Extracted material:
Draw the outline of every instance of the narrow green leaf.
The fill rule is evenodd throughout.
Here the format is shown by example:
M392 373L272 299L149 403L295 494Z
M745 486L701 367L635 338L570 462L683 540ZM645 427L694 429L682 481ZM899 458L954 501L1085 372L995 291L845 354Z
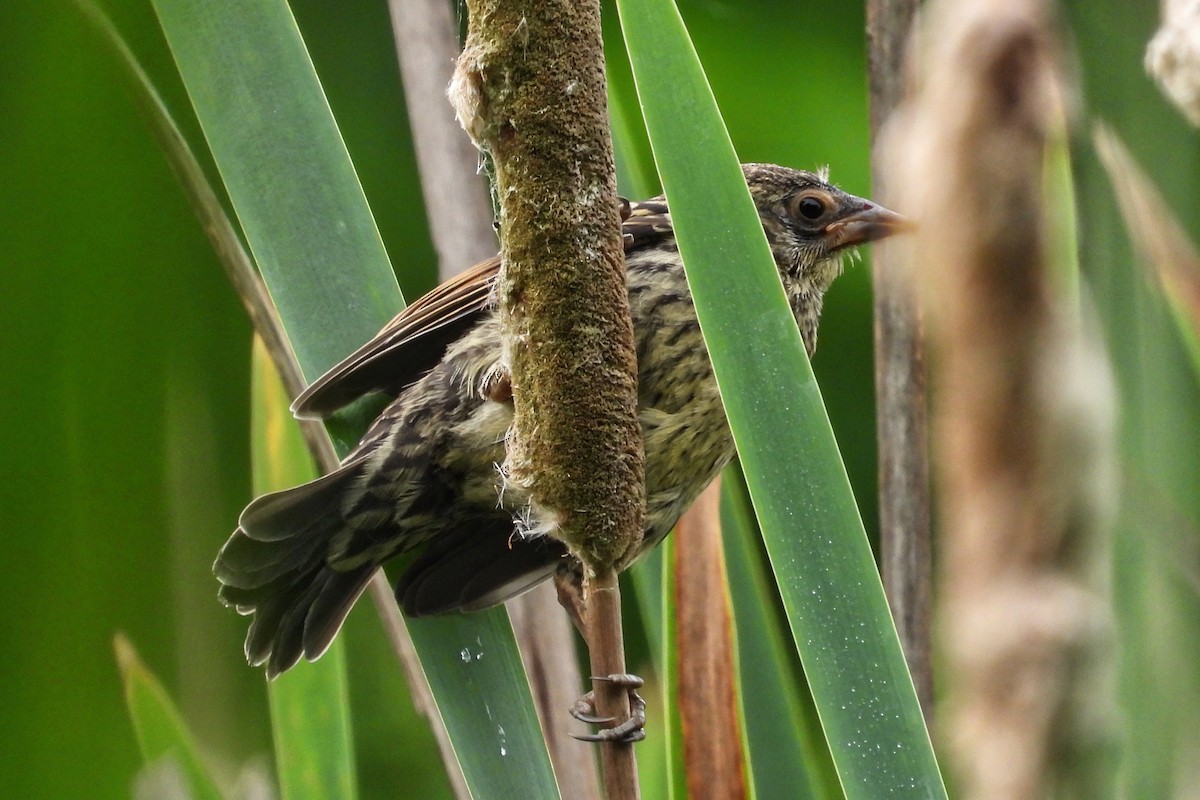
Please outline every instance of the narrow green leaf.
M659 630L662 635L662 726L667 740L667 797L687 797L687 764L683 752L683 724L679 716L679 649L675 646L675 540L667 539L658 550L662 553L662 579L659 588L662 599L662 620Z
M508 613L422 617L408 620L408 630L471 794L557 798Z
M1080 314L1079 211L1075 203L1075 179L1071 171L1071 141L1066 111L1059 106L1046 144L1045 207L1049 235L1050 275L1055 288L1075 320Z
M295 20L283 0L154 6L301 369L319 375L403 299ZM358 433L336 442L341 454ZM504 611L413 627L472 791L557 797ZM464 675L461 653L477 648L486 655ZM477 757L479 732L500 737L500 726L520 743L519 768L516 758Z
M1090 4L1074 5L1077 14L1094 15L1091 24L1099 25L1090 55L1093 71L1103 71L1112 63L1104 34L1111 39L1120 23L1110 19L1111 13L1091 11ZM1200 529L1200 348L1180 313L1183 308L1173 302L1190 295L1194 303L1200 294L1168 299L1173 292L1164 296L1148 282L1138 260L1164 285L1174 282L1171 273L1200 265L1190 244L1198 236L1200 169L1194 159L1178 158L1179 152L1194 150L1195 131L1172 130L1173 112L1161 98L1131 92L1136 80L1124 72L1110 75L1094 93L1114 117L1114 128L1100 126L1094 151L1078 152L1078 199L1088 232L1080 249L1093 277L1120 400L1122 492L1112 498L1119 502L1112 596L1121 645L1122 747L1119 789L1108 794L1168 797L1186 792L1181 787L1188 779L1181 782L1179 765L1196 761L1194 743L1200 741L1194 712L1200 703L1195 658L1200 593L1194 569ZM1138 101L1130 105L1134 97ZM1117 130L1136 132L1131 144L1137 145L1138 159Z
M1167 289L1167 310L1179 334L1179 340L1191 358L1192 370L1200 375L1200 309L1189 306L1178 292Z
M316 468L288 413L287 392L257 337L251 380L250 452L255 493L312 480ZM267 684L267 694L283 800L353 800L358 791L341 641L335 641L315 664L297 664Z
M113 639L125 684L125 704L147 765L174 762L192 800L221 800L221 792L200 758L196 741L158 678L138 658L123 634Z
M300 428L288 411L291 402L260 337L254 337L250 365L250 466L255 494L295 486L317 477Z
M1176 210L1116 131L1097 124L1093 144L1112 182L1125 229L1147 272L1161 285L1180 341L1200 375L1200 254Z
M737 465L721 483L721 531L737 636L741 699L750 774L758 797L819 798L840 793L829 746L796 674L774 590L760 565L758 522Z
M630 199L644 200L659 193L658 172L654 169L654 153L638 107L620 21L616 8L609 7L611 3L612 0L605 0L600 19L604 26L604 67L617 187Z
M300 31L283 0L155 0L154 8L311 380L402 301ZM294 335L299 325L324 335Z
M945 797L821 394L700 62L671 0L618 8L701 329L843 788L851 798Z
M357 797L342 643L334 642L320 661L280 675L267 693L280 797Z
* * *
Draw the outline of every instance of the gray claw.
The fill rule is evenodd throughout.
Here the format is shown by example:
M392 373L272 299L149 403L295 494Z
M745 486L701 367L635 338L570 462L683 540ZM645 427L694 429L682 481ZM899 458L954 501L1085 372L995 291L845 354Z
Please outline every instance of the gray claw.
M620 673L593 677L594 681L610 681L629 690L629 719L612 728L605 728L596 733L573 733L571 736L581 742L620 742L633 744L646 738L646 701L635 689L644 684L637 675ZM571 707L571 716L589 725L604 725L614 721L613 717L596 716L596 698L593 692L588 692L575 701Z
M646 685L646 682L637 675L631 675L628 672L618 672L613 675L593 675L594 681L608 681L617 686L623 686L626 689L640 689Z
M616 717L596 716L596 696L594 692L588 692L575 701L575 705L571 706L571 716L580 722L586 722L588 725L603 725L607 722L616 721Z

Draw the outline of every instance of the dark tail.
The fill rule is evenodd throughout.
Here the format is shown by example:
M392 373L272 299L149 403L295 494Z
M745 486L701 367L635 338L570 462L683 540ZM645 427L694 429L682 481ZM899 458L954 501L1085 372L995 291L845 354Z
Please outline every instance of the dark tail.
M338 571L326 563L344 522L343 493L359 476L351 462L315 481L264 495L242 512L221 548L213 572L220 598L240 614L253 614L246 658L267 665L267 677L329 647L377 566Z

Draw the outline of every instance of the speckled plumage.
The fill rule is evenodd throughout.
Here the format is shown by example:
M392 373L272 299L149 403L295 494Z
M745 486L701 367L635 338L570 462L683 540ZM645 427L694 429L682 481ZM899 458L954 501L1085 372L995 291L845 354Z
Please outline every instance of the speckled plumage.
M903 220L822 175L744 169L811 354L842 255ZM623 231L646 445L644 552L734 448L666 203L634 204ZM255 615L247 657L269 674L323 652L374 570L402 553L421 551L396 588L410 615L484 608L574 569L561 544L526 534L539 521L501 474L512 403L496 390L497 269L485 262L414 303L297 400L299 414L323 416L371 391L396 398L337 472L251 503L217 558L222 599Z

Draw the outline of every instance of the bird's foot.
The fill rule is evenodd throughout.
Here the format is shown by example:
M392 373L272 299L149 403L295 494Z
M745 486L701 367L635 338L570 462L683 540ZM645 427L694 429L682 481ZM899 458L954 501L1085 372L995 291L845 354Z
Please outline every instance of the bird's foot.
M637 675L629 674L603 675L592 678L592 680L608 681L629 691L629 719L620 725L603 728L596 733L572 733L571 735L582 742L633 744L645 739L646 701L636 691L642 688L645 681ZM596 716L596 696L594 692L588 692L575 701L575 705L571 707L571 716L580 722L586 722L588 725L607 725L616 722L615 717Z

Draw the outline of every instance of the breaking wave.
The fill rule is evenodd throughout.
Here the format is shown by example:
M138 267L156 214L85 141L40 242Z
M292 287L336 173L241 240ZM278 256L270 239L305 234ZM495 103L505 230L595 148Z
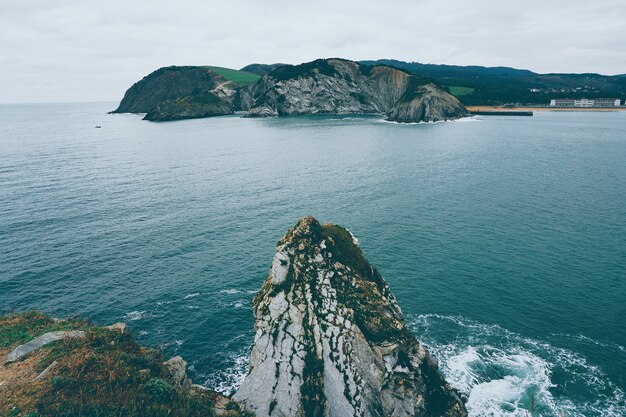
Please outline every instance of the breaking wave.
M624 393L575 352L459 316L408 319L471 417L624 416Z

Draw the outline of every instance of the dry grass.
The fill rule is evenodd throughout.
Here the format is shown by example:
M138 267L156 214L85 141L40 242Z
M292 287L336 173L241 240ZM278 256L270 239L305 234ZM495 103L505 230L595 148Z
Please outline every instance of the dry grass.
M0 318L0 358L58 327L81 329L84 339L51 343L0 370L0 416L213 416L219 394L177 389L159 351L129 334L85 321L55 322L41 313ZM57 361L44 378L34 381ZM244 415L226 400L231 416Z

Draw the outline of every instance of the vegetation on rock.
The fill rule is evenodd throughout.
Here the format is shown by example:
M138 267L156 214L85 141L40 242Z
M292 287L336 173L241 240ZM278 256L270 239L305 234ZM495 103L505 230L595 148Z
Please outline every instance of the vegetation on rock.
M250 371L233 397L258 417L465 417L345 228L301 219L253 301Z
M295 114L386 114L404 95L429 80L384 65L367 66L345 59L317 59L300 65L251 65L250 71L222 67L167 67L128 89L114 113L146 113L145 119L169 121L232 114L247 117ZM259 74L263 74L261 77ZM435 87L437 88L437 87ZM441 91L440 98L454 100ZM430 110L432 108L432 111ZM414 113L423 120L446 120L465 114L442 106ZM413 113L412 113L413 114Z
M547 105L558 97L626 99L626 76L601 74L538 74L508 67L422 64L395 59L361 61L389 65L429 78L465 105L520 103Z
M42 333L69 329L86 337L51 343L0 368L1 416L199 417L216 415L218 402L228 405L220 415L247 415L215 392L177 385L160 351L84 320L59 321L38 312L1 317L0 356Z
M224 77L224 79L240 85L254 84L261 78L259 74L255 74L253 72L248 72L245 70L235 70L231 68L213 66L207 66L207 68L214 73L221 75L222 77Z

Exercise objective: Wherever the word "Draw" appears in the records above, copy that line.

Answer box:
Draw the outline of every instance of the narrow green leaf.
Draw the outline of every instance of the gray claw.
Draw the outline of every instance of the dark tail.
Draw the outline of every instance of the speckled plumage.
Draw the outline of every instance of the bird's foot.
Draw the outline of every instance of the breaking wave.
Draw the outline of every instance of the dry grass.
Draw the outline of every instance of the vegetation on rock.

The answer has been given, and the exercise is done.